AIM OF THE TASK
All entries must be transcribed exactly, down to the last character.

(Extracted records)
○ ○ ○ ○ ○ ○ ○
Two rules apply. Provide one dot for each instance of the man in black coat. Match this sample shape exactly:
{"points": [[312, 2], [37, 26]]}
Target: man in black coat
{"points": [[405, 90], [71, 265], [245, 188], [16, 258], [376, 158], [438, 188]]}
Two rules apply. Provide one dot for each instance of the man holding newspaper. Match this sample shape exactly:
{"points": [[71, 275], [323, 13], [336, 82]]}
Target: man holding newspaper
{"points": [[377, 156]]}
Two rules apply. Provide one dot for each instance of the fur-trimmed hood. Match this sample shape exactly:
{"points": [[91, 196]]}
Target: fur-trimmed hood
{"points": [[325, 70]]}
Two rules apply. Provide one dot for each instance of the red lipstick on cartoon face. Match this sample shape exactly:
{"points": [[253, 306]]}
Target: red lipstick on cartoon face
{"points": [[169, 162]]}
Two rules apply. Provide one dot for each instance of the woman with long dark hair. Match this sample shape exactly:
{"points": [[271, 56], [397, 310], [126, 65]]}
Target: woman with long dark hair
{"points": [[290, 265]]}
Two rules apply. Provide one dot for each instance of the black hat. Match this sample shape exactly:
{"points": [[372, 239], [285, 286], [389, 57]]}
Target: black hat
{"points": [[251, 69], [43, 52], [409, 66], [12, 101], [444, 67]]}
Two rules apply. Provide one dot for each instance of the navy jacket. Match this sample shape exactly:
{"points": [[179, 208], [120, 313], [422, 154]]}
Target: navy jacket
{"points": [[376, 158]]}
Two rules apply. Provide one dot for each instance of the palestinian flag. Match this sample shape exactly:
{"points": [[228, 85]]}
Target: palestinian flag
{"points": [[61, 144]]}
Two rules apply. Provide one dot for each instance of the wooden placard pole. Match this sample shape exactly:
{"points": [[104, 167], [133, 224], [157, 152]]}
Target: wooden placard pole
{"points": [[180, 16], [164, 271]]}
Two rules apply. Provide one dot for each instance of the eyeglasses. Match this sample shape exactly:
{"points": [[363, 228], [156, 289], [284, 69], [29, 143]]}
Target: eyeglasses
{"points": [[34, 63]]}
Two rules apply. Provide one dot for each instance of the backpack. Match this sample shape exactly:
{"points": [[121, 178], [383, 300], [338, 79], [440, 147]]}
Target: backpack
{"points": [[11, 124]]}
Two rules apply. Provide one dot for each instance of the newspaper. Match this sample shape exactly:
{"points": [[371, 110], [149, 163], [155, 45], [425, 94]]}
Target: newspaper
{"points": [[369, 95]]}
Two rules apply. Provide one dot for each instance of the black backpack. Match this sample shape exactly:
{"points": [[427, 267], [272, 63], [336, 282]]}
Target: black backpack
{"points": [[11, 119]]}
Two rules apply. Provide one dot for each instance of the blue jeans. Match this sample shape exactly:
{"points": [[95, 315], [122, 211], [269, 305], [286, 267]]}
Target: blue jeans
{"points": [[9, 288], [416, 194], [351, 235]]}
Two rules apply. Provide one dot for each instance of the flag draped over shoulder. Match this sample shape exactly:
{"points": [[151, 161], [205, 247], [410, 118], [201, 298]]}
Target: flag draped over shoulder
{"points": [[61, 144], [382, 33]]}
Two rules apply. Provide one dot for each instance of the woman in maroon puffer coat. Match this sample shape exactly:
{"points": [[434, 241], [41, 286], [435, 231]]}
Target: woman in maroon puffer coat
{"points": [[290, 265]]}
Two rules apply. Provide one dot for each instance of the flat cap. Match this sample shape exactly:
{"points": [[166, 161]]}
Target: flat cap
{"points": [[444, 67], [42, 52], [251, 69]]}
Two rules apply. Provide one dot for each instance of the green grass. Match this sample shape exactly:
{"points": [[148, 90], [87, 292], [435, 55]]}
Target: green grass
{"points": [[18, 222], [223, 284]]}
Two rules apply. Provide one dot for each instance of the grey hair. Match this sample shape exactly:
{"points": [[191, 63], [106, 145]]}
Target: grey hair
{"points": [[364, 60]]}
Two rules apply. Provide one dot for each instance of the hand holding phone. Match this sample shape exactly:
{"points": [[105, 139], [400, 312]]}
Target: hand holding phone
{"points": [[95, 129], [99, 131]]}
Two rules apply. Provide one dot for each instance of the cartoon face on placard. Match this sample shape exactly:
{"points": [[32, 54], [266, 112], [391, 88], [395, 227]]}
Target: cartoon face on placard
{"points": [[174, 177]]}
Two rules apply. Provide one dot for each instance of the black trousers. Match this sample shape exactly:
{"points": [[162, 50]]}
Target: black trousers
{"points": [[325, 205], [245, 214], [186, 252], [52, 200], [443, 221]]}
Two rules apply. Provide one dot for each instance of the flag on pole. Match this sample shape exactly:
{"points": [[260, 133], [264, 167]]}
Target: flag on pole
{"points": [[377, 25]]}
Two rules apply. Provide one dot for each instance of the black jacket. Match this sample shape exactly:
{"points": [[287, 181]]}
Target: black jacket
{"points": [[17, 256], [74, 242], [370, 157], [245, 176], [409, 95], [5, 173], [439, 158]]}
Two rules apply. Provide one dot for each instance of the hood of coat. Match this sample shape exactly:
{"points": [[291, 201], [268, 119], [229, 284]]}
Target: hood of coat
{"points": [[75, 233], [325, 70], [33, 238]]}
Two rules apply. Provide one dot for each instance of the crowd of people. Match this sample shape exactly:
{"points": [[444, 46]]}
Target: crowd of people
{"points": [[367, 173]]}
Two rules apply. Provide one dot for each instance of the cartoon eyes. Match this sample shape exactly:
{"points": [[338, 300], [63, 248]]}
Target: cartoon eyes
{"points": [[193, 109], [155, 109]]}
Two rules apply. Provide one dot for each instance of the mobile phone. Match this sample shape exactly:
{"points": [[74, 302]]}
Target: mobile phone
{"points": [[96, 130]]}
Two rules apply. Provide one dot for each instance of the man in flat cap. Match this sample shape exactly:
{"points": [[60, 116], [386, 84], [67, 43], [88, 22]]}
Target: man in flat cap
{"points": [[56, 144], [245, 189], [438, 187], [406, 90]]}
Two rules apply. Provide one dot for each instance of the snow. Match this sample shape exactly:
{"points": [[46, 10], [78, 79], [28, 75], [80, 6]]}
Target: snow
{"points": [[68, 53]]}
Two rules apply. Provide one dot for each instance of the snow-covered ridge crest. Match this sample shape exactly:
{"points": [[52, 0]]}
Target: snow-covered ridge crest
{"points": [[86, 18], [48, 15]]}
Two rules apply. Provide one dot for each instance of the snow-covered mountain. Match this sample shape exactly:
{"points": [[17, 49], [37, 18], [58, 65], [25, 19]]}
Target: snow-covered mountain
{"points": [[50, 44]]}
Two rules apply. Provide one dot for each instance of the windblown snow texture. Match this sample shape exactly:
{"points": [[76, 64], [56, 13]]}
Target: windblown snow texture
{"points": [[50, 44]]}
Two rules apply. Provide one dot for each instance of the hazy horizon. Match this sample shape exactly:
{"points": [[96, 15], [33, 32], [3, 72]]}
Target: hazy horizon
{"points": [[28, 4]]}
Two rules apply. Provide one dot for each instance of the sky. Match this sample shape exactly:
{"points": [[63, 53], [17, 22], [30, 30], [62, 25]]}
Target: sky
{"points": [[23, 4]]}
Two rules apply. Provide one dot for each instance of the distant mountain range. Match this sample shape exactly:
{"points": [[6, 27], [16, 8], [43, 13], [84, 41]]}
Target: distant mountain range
○ ○ ○ ○ ○ ○ ○
OUTPUT FOR THIS EXERCISE
Two rules apply. Provide one dot for each instance of the man in black coat. Match this sample shape exactly:
{"points": [[312, 2], [37, 26]]}
Target: man in black coat
{"points": [[405, 90], [71, 265], [245, 188], [16, 258], [376, 158], [438, 188]]}
Two rules apply. Provide one dot for each instance of the man holding newspaper. Match this sample shape exactly:
{"points": [[71, 275], [323, 13], [336, 82]]}
Target: man holding newspaper
{"points": [[377, 156]]}
Two rules apply. Provide one dot for each instance of the fur-trimmed hood. Match this sample shape exactly:
{"points": [[91, 196]]}
Target: fur-trimmed hood
{"points": [[325, 70]]}
Two rules apply. Provide one dot for each instance of the red lipstick on cartoon face. Match this sample shape exactly:
{"points": [[253, 306]]}
Target: red lipstick on cartoon face
{"points": [[169, 162]]}
Two rules apply. Provide one dot for each instance of the woman with long dark hair. Match this sample shape exactly:
{"points": [[271, 56], [397, 310], [126, 65]]}
Target: woman with long dark hair
{"points": [[290, 265]]}
Two rules apply. Provide one dot for each instance of the black hat. Match this sample shape exactly:
{"points": [[372, 239], [285, 286], [389, 57]]}
Target: black hat
{"points": [[251, 69], [43, 52], [409, 66], [12, 101], [444, 67]]}
Two rules apply. Provide one dot for each instance of the navy jacket. Match this sample shape exactly:
{"points": [[179, 208], [120, 313], [422, 154]]}
Target: navy jacket
{"points": [[376, 158]]}
Two rules apply. Provide one dot for each instance of the palestinian flag. Match this sample shape exactly:
{"points": [[228, 85]]}
Target: palestinian flag
{"points": [[61, 144]]}
Two rules apply. Provide one dot for each instance of the wooden placard pole. Match this sample shape exactly:
{"points": [[104, 167], [133, 224], [157, 152]]}
Target: wooden placard pole
{"points": [[180, 16], [164, 271]]}
Two rules apply. Provide one dot for each instance of the eyeglasses. Match this sample shape exactly:
{"points": [[363, 228], [156, 289], [284, 69], [29, 143]]}
Target: eyeglasses
{"points": [[34, 63]]}
Two rules apply. Provide one dot for each instance of the backpack. Match this sample shape exactly:
{"points": [[121, 178], [383, 300], [338, 79], [440, 147]]}
Target: backpack
{"points": [[11, 124]]}
Two rules apply. Provide one dot for each instance of the newspaper. Match this sample shape exactly:
{"points": [[371, 110], [149, 163], [155, 45], [425, 94]]}
Target: newspaper
{"points": [[369, 95]]}
Two rules apply. Provide one dot for each instance of the black backpack. Match this sample shape exactly:
{"points": [[427, 267], [272, 63], [336, 282]]}
Target: black backpack
{"points": [[11, 119]]}
Two rules apply. Provide one dot for each instance of the blue jeans. Match this sample shape exactly:
{"points": [[95, 315], [122, 211], [269, 305], [286, 267]]}
Target: blue jeans
{"points": [[9, 288], [416, 194], [351, 235]]}
Two rules apply. Provide one dot for each instance of the flag draped over shoulder. Match this sample shape exactly:
{"points": [[151, 161], [205, 247], [410, 118], [201, 298]]}
Target: flag draped over shoulder
{"points": [[61, 144], [382, 33]]}
Two rules apply. Provide one dot for each instance of the woman in maroon puffer coat. Match this sample shape exactly:
{"points": [[434, 241], [41, 286], [435, 231]]}
Target: woman in maroon puffer coat
{"points": [[290, 265]]}
Two rules apply. Provide one dot for each instance of the flat cap. Match this sample shape exactly:
{"points": [[166, 161]]}
Target: flat cap
{"points": [[444, 67], [42, 52], [251, 69]]}
Two rules apply. Provide one dot for each instance of the green grass. Match this sample shape exactly:
{"points": [[148, 90], [87, 292], [435, 55]]}
Target: green grass
{"points": [[18, 222], [223, 284]]}
Two rules apply. Provide one dot for each instance of the grey hair. Match this sample shape exactly:
{"points": [[191, 63], [106, 145]]}
Target: grey hair
{"points": [[364, 60]]}
Two rules apply. Provide one dot for each instance of the hand holding phone. Match this sample shape exactly:
{"points": [[105, 139], [400, 312]]}
Target: hand holding phone
{"points": [[95, 129], [99, 131]]}
Two rules apply. Provide one dot for each instance of the cartoon face on placard. Match this sample shape exactly:
{"points": [[32, 54], [266, 112], [391, 88], [395, 227]]}
Target: cartoon face on placard
{"points": [[174, 177]]}
Two rules apply. Provide one dot for each instance of the black trousers. Match this sample shape exactly:
{"points": [[162, 50]]}
Target: black trousers
{"points": [[325, 205], [245, 214], [186, 252], [52, 200], [443, 221]]}
Two rules apply. Provide one dot for each instance of the flag on pole. Match this sample shape exactly:
{"points": [[260, 133], [264, 167]]}
Target: flag on pole
{"points": [[377, 25]]}
Two rules apply. Provide one dot for each instance of the black jacket. Match this sample shape exactly:
{"points": [[287, 181]]}
Target: black jacket
{"points": [[17, 256], [74, 242], [370, 157], [245, 176], [409, 95], [5, 173], [439, 158]]}
Two rules apply. Provide one dot for each instance of the hood of coat. Match this sample shape exactly:
{"points": [[291, 201], [268, 119], [229, 284]]}
Target: hood of coat
{"points": [[75, 233], [325, 70], [33, 238]]}
Two rules apply. Provide one dot for each instance of the crowd of people. Match this sample shape exactly:
{"points": [[444, 46]]}
Target: crowd of people
{"points": [[367, 173]]}
Two rules apply. Provide one dot for each instance of the cartoon eyes. Match this sample shape exactly:
{"points": [[338, 300], [63, 248]]}
Target: cartoon eyes
{"points": [[193, 109], [155, 109]]}
Two rules apply. Provide one dot for each instance of the mobile phone. Match this sample shape exactly:
{"points": [[74, 302]]}
Target: mobile phone
{"points": [[96, 130]]}
Two rules apply. Provide one dot for each instance of the man in flat cap. Match this sample shape exactly:
{"points": [[60, 116], [386, 84], [67, 43], [88, 22]]}
Target: man in flat cap
{"points": [[56, 144], [245, 189], [438, 187], [406, 90]]}
Two rules apply. Provide one dot for each instance of the snow. Match this sample shape exactly:
{"points": [[46, 10], [78, 79], [28, 75], [80, 6]]}
Target: snow
{"points": [[68, 53]]}
Two rules apply. Provide one dot for each instance of the snow-covered ridge crest. Match this sample shape exactly:
{"points": [[52, 0]]}
Target: snow-covered ridge crest
{"points": [[86, 18], [48, 15]]}
Two rules apply. Provide one dot for each instance of the snow-covered mountain. Match this sample shape exactly:
{"points": [[17, 49], [37, 18], [58, 65], [25, 19]]}
Target: snow-covered mountain
{"points": [[50, 44]]}
Two rules apply. Provide one dot for each instance of the windblown snow texture. Match this sample shape exactly:
{"points": [[76, 64], [56, 13]]}
Target: windblown snow texture
{"points": [[50, 44]]}
Two rules apply. Provide one dot for each instance of the hazy horizon. Match this sample shape exactly:
{"points": [[96, 15], [33, 32], [3, 72]]}
Target: hazy horizon
{"points": [[28, 4]]}
Two rules apply. Provide one dot for each instance of the sky. Match this sample shape exactly:
{"points": [[63, 53], [17, 22], [30, 30], [62, 25]]}
Target: sky
{"points": [[23, 4]]}
Two rules apply. Provide one dot for each instance of the distant mountain range. Match this sample shape exactly:
{"points": [[6, 27], [16, 8], [43, 13], [84, 41]]}
Target: distant mountain range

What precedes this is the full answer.